↓
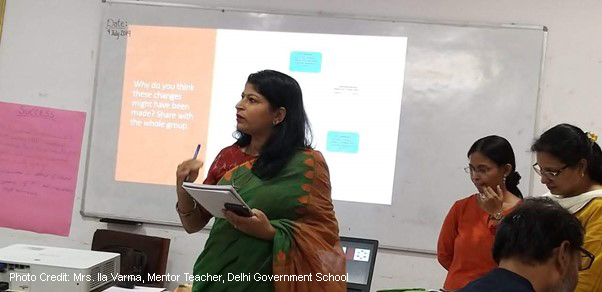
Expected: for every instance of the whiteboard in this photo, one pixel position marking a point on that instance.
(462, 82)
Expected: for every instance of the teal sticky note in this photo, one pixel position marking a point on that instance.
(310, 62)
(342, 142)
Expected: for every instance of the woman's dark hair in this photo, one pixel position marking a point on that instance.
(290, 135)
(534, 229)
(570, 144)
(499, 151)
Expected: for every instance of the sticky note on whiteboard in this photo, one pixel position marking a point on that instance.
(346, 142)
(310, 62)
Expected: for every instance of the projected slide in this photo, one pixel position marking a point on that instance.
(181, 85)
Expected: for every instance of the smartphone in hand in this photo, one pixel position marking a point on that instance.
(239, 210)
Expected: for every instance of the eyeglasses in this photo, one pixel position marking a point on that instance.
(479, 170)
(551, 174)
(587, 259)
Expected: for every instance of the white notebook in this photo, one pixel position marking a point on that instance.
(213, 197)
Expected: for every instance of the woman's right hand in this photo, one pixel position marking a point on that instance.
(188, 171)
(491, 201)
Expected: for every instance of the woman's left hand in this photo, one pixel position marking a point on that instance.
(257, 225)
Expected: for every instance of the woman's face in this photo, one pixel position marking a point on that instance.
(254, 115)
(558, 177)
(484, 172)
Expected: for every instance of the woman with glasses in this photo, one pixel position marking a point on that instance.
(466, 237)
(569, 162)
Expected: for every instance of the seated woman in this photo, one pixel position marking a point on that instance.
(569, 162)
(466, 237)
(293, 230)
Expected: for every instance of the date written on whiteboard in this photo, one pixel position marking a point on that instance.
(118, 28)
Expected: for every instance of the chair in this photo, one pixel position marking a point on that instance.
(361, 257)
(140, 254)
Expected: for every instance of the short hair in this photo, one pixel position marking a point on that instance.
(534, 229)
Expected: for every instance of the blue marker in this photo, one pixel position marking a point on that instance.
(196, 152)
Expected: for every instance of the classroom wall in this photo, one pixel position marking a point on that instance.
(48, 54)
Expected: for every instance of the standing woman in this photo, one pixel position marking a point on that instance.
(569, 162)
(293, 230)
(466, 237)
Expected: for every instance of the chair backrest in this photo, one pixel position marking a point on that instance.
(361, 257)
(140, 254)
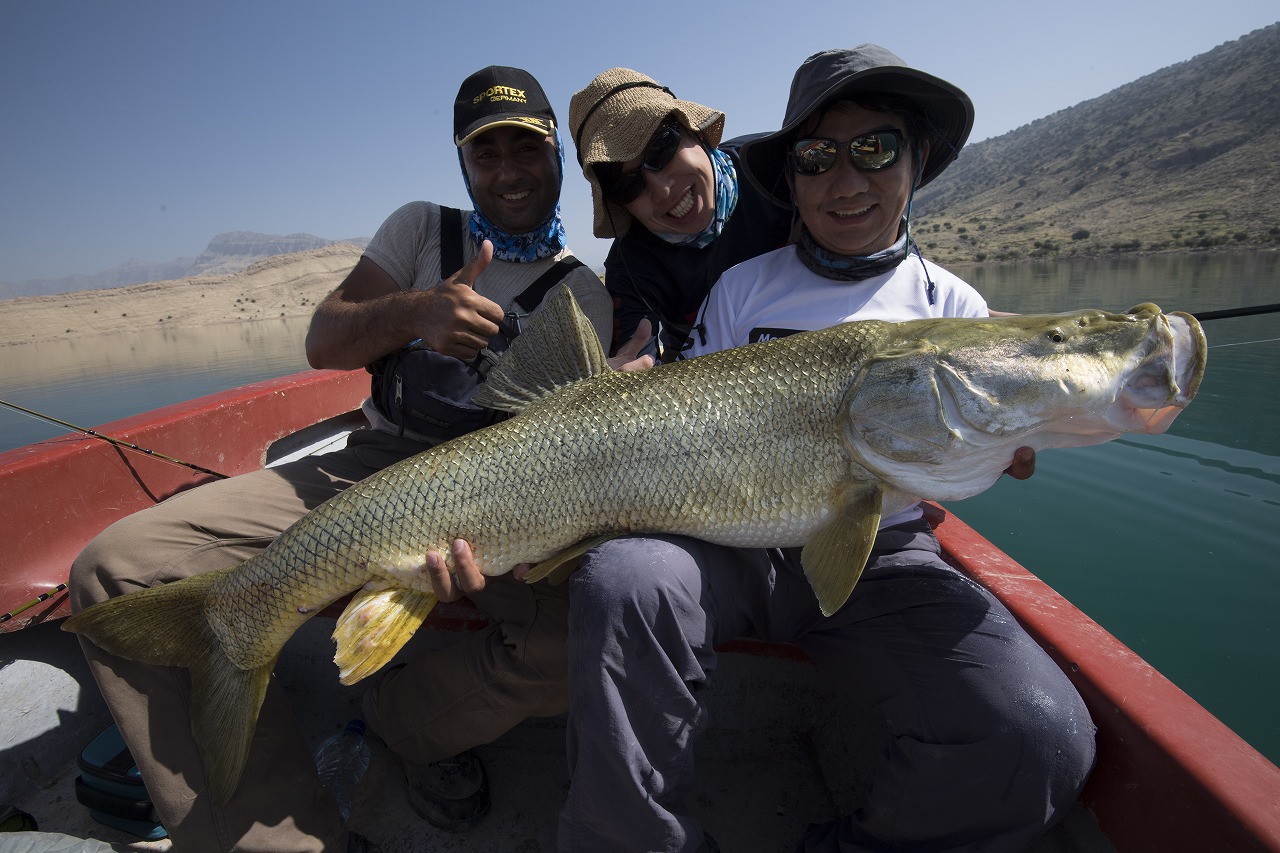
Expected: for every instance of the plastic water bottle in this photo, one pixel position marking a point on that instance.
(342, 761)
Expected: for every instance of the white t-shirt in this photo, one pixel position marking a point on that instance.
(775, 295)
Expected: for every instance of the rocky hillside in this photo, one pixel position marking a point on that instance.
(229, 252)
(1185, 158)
↑
↓
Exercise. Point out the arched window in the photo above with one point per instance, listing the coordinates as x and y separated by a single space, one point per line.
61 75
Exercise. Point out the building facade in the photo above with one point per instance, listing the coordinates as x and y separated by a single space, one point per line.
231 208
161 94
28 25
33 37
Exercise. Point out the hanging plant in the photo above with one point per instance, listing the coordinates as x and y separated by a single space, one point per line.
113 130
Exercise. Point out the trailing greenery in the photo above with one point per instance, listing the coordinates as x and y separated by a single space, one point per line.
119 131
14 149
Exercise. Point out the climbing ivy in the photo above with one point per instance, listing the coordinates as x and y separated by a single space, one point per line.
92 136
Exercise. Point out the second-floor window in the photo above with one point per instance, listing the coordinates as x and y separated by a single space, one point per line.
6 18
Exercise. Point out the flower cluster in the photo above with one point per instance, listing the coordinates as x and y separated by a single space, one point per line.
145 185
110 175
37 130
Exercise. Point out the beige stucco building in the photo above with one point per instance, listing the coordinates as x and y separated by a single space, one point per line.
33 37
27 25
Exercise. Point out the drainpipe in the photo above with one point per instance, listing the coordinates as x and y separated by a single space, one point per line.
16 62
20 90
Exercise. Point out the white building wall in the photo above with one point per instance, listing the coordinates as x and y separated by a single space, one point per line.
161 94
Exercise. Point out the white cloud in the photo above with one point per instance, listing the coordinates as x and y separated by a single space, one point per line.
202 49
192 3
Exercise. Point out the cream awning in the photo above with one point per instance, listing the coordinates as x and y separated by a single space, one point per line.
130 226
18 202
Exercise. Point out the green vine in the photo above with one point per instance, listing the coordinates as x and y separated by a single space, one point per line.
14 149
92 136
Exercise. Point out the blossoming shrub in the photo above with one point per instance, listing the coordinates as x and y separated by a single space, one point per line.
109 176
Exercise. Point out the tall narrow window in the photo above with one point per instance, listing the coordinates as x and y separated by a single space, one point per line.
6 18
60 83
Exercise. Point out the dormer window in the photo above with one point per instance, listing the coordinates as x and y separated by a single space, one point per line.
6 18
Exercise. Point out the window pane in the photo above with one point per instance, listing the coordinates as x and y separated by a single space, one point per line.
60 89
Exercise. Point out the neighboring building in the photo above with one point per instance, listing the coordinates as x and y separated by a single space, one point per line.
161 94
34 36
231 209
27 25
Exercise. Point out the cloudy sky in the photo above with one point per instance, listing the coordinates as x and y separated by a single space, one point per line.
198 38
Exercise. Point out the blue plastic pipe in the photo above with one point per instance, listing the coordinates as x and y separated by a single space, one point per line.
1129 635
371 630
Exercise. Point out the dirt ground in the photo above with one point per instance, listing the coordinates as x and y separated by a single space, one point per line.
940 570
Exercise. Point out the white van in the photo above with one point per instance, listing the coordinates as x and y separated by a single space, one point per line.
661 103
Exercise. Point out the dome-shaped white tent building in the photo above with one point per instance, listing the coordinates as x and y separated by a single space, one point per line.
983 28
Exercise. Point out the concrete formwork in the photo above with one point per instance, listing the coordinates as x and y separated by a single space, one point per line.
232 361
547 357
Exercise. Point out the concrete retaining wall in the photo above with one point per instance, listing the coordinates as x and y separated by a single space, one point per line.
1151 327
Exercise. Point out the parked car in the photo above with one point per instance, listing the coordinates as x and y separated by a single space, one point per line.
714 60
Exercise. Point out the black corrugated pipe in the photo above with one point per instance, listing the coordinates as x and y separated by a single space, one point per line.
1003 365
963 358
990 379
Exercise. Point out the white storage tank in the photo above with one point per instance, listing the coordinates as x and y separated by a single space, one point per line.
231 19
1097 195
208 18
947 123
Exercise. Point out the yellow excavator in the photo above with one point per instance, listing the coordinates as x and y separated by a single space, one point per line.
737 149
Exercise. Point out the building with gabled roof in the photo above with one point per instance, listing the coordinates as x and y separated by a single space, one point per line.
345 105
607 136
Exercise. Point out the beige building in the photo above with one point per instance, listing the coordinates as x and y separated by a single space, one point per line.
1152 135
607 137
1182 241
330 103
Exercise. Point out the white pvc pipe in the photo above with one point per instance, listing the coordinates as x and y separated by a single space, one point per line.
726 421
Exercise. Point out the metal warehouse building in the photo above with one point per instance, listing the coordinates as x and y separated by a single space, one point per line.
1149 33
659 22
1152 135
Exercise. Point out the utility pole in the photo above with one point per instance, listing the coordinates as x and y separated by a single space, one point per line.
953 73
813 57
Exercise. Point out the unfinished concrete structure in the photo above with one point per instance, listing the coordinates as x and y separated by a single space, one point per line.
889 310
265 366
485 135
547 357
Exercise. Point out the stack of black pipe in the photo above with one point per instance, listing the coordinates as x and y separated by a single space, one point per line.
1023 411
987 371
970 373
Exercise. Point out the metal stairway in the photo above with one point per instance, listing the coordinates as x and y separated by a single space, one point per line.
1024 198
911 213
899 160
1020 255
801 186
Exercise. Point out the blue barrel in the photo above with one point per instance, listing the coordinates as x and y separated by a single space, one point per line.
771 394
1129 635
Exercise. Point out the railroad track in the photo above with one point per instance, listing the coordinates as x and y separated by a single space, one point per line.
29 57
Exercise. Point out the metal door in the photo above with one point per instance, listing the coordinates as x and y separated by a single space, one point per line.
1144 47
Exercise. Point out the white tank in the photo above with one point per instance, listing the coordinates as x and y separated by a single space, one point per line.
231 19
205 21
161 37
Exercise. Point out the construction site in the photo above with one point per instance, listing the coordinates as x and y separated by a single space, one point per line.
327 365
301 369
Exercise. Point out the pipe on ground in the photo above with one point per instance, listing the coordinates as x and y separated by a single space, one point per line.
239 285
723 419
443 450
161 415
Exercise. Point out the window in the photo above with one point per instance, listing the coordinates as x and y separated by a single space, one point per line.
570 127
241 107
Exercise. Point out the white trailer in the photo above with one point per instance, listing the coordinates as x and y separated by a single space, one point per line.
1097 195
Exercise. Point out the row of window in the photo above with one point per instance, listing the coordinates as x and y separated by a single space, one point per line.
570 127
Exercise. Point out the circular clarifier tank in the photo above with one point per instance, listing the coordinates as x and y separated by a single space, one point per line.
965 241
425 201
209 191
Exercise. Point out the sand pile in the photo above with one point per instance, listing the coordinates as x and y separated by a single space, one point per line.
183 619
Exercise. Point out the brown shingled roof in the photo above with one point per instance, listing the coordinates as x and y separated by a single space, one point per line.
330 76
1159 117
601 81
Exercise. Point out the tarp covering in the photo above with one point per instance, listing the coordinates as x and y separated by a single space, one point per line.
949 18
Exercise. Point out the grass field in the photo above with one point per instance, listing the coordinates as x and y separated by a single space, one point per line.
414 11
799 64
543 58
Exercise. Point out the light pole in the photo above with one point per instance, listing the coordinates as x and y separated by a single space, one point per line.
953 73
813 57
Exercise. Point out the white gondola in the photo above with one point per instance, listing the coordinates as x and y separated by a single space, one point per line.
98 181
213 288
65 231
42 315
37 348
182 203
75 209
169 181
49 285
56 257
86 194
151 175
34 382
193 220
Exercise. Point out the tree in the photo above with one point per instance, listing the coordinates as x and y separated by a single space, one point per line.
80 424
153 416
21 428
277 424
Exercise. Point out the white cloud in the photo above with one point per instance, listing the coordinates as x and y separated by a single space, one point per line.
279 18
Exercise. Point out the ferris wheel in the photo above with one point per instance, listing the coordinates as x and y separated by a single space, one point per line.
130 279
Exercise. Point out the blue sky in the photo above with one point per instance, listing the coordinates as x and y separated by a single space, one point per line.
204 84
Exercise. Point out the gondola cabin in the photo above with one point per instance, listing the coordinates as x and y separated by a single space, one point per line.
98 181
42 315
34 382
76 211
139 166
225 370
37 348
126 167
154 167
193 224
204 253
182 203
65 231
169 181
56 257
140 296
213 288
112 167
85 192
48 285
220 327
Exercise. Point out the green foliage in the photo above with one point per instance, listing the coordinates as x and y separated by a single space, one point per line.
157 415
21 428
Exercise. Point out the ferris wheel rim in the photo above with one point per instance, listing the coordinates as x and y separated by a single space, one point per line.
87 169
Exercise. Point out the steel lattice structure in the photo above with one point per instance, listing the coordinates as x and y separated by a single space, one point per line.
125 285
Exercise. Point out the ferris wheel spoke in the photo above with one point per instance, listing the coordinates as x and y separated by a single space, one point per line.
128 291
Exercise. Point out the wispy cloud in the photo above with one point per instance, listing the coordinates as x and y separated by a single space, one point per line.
↑
↓
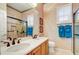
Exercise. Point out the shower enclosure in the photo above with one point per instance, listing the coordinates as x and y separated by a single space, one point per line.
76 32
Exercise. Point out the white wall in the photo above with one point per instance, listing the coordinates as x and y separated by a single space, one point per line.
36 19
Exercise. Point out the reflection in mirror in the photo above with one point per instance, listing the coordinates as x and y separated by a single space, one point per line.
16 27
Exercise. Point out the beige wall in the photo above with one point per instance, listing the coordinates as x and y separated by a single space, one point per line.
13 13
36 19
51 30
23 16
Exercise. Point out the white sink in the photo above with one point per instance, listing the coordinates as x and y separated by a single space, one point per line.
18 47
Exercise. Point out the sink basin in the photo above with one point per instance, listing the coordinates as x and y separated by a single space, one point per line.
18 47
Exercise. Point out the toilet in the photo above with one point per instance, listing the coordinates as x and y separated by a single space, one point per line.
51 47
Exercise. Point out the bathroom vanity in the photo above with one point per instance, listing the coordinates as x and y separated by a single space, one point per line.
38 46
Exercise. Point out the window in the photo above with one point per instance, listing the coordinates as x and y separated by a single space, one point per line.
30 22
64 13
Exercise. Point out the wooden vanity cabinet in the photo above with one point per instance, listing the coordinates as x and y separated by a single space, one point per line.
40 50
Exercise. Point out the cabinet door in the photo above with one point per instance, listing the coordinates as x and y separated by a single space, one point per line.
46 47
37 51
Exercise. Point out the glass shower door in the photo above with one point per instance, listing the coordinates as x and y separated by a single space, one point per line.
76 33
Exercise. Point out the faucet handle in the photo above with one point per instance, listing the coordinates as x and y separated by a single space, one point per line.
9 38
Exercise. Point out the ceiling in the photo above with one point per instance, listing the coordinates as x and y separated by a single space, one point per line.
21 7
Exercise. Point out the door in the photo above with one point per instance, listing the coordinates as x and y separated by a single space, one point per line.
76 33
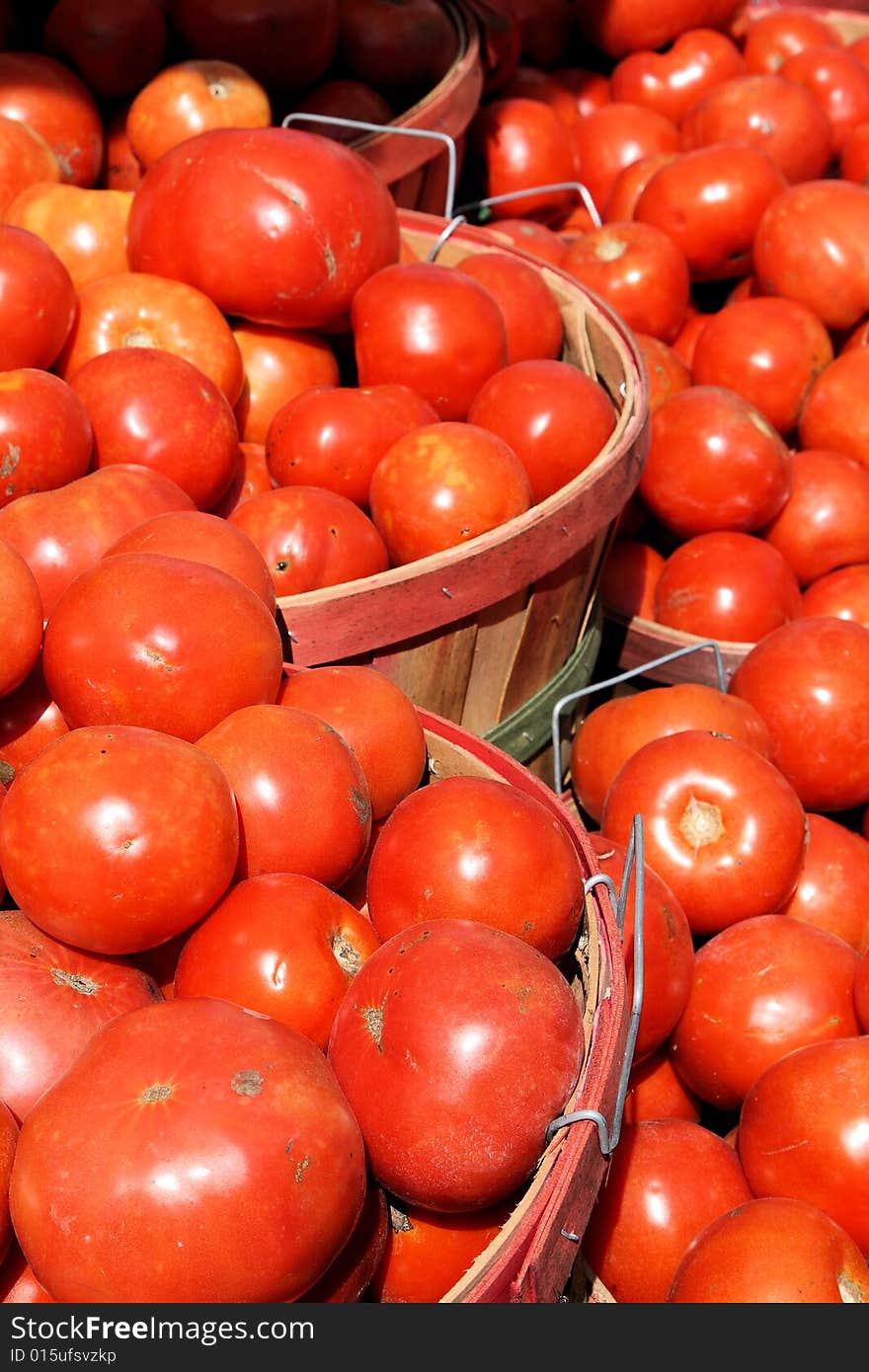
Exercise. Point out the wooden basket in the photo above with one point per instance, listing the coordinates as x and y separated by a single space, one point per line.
↑
● **TASK DESCRIPTION**: Within the material above, only the stretch from the line holding "Exercise. Point out the bathroom" through the line holding "Exercise. Point out the wooden basket" is to be restated exactly. Pictures are dropped.

● **SOLUTION FOR THIS TASK**:
Exercise. Point out the bathroom vanity in the photo above with one point per instance, listing the coordinates as x and y separated by a single space, one point per line.
38 46
Exercise. Point out the window in the photo above with one point per instance, listing the coordinates as x and y separated by a single space, one point per line.
30 22
64 13
Exercise. Point out the wooden vanity cabinet in the photo above with one point per instance, listing the coordinates as x and y separated by a single space, one point per line.
40 50
Exercise. Point out the cabinet door in the photo above with one point per instance, listing the coordinates as x and y separated by a single space, one point per line.
46 47
37 51
Exercise. Point out the glass shower door in the photo above with one point per instance, listing the coordinates as x and y separated by a single space, one point per line.
76 33
Exercise. Point out the faucet handle in the photo above with one point per instance, listing the coordinates as x and y separated by a single space, one point per line.
9 38
Exercise. Point out the ceiling in the photo above with one point per instance, listing the coordinates as x and y separated by a single space, one point per line.
21 7
Exercise. Point out the door in the photo above with one point per instance, listing the coordinates as x and y separated by a single space, one point per line.
76 33
Exercise. Point out the wooden basket in the photo above with one point per instance, listing the coordinates as x and y separated by a single space, one point per line.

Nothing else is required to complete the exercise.